» Extrait du texte
Elevage de bovins lait : envisager l’ensilage de maïs grain humide

Au vu de l’évolution de l’humidité du maïs grain, il peut être intéressant, pour certains élevages, de passer de la forme sèche à la forme humide pour compléter l’alimentation des animaux. Cela permettrait également de libérer les parcelles pour d’éventuels semis d’automne. Voici les clés pour gérer les chantiers de récolte et de stockage et intégrer cet aliment hautement énergétique dans les rations.

Maïs grain humide sur de l’herbe

Les chantiers de récolte du maïs fourrage se terminent, permettant d’implanter les céréales dans des conditions correctes pour le moment. Les rendements sont bons, à la faveur de de la reconstitution des stocks et du transfert des surfaces en maïs grain. Néanmoins, la récolte en maïs grain commence à peine avec des humidités très élevées, impactant les coûts de séchage. La logistique de séchage est également très complexe cette année en Bretagne et ailleurs en France. Les températures vont chuter ces prochains jours, ralentissant l’avancée du maïs, la diminution de l’humidité va être longue et le gain sur le remplissage est maintenant limité. A contrario, la qualité sanitaire risque de se détériorer.

L’humidité et le remplissage vont stagner

Cette année, l’humidité et le remplissage du grain sont suivis sur quatre sites bretons (22, 56, centre 29 et nord 29), par ARVALIS en partenariat avec EUREDEN, avec des dates de semis de début à fin mai sur une dizaine de variétés de précocités différentes.

Voici l’évolution de l’humidité du grain sur la moyenne des variétés (8 par site) depuis septembre.

  • Sur Ploërmel (56), le suivi a démarré à 50 % H20 avec une rapide évolution de l’humidité à raison, en moyenne, de 15°C (base 6-30) par point d’humidité. Soit l’équivalent de 4 à 5 points par semaine sur septembre et début octobre.
  • Sur fin octobre, le suivi des quatre sites atteste d’une pente d’évolution d’humidité similaire, soit l’équivalent d’une perte de 2 points par semaine. L’équivalent d’une vingtaine de degrés (base 6-30) par point d’humidité perdu.

(Données d'étiquetage de localisation)
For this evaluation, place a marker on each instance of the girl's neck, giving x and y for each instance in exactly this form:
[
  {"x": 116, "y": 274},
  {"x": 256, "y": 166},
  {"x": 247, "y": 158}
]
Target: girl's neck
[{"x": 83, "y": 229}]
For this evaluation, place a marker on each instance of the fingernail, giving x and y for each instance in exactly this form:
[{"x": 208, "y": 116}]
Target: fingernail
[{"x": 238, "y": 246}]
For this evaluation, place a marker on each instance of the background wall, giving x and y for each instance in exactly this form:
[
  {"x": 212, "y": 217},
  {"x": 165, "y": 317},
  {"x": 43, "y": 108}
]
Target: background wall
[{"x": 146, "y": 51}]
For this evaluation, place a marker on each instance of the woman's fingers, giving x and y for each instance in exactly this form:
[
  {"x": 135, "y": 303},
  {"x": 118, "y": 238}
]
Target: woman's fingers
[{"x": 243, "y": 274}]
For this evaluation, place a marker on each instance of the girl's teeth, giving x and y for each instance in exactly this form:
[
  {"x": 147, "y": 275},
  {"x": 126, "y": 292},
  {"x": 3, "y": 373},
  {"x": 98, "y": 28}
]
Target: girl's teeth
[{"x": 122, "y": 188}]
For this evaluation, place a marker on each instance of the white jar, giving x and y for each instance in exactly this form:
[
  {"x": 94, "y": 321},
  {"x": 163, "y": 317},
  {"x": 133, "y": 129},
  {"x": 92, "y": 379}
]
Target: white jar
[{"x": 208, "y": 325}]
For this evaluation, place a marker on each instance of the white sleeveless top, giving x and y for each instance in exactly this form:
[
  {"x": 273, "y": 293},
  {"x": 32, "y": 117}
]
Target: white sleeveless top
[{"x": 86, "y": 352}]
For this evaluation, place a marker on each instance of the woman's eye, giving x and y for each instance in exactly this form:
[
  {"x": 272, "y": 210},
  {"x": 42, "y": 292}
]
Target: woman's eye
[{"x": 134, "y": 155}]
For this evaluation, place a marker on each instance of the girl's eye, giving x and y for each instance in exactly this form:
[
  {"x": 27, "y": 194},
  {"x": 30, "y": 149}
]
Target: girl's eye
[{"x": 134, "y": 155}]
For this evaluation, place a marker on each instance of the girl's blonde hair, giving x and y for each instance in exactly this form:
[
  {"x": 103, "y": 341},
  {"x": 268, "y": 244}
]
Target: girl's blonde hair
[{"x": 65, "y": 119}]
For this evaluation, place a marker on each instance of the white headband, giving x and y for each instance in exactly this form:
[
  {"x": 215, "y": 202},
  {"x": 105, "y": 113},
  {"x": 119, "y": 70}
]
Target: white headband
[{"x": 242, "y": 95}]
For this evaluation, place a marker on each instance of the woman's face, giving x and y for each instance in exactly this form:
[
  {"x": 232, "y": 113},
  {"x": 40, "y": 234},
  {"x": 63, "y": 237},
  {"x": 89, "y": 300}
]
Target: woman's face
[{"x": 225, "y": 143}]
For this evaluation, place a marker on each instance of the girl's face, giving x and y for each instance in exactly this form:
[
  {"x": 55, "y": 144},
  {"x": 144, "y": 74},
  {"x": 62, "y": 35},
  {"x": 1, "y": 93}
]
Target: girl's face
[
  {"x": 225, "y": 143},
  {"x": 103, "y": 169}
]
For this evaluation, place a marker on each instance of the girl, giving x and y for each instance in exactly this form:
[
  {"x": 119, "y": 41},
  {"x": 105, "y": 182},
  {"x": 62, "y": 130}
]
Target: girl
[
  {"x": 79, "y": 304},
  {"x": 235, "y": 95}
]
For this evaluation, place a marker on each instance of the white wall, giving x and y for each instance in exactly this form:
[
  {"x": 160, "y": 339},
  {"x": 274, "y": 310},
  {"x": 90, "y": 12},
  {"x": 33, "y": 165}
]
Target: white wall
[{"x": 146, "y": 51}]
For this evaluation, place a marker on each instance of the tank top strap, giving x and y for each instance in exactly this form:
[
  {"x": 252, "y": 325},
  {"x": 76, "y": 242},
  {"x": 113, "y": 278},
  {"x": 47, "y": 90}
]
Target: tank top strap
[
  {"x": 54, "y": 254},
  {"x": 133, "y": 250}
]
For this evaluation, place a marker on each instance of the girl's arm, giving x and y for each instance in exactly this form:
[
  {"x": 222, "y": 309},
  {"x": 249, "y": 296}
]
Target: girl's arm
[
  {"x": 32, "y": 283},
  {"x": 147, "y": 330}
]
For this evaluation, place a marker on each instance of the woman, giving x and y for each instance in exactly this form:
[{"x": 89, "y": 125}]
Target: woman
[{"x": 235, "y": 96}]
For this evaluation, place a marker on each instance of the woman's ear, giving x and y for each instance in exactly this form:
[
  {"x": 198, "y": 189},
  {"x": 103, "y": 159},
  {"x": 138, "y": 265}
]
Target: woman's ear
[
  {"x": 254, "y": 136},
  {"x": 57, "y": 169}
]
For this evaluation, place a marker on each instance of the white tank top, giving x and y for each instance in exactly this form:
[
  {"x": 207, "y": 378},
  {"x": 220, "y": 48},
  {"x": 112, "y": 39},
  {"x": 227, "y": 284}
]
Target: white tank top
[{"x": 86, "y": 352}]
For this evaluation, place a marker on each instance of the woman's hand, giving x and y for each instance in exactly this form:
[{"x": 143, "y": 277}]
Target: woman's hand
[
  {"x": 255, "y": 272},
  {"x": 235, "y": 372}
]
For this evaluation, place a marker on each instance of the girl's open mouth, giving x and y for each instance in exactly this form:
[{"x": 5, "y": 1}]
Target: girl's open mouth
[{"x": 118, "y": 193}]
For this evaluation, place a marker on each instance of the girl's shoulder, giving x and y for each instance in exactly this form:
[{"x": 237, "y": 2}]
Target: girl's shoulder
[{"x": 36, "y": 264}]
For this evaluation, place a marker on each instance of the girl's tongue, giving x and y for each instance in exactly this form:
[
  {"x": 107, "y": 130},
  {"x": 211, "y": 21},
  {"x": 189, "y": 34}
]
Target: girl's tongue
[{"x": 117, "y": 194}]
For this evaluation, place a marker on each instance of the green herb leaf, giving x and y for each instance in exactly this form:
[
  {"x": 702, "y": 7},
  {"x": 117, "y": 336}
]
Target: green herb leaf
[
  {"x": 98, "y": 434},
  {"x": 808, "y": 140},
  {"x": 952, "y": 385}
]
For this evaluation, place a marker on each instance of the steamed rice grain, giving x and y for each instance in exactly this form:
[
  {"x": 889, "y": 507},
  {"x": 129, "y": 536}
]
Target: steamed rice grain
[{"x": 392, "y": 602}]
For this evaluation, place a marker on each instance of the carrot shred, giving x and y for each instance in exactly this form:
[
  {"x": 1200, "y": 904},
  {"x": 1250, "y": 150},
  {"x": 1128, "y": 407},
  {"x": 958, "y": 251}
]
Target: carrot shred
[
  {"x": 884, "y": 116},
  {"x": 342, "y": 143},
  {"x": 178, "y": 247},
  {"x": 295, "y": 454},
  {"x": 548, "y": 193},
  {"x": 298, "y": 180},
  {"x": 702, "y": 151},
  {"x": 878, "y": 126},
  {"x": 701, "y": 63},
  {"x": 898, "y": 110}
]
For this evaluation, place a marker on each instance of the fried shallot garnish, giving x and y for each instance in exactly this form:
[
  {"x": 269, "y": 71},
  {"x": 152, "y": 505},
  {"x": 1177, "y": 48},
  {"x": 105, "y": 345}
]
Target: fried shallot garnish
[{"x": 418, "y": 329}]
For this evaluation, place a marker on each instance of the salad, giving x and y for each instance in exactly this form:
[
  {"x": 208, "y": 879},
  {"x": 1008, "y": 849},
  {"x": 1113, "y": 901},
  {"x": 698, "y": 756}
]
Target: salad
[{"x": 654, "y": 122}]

» Travail à réaliser
a. Dans le texte sur l'ensilage de maïs grain humide, sur combien de sites bretons l'humidité et le remplissage du grain sont-ils suivis cette année ?
b. Recopiez à l'identique le passage du texte sur l'ensilage de maïs grain humide, en commençant par « Cette année, l’humidité » et en allant jusqu'à « site) depuis septembre. ».
c. Reprenez le texte sur l'ensilage de maïs grain humide là où il s'arrête et poursuivez-le.
Ces données proviennent d'une autre source.

» Résultats par tâche
a. Sur quatre sites (22, 56, centre 29 et nord 29).

b.
Cette année, l’humidité et le remplissage du grain sont suivis sur quatre sites bretons (22, 56, centre 29 et nord 29), par ARVALIS en partenariat avec EUREDEN, avec des dates de semis de début à fin mai sur une dizaine de variétés de précocités différentes.

Voici l’évolution de l’humidité du grain sur la moyenne des variétés (8 par site) depuis septembre.

c.
  • A mi-novembre, au vu des températures annoncées sur les prochains jours proches de 6°C (zéro de végétation du maïs), le maïs va évoluer très lentement à raison probablement d’à peine 1 point par semaine.
Figure 1 : Mesure de l’évolution d’humidité du grain sur les quatre sites bretons en 2024 – Mesure par prélèvement d’épis / moyenne des variétés observées
Figure 1 : Mesure de l’évolution d’humidité du grain sur les quatre sites bretons en 2024 – Mesure par prélèvement d’épis / moyenne des variétés observées

Le site de Ploërmel atteste d’une humidité du grain plus faible en raison d’un semis sur début mai et des températures un peu plus élevées que les autres sites semés plus tardivement.

En ce qui concerne le remplissage du grain via la mesure du PMG (poids de mille grains), au-delà de 38 % d’humidité du grain, il se stabilise pour terminer autour de 32-34 %. Pour des maïs à 37-38 % d’humidité actuellement, le gain de remplissage sera minime sur les prochains jours en raison de cette phase de stabilisation physiologique, mais aussi des températures annoncées qui ralentissent l’évolution d’humidité du grain.

Les mesures du PMG au cours du remplissage attestent d’un gain de 3 à 4 g de PMG par point d’humidité, soit l’équivalent d’un gain de 1 % de PMG par point d’humidité gagné sur les dernières mesures entre 42-43 % H20 et 36-39 % H20.

Figure 2 : Mesure de l’évolution du remplissage selon l’humidité sur les quatre sites bretons en 2024 - Mesure par prélèvement d’épis / moyenne des variétés observées
Figure 2 : Mesure de l’évolution du remplissage selon l’humidité sur les quatre sites bretons en 2024 - Mesure par prélèvement d’épis / moyenne des variétés observées

Le site de Ploërmel atteste d’une valeur de PMG plus basse que les autres sites en raison d’un potentiel parcellaire moindre.

Comment récolter du maïs grain humide ensilé en élevage bovin ?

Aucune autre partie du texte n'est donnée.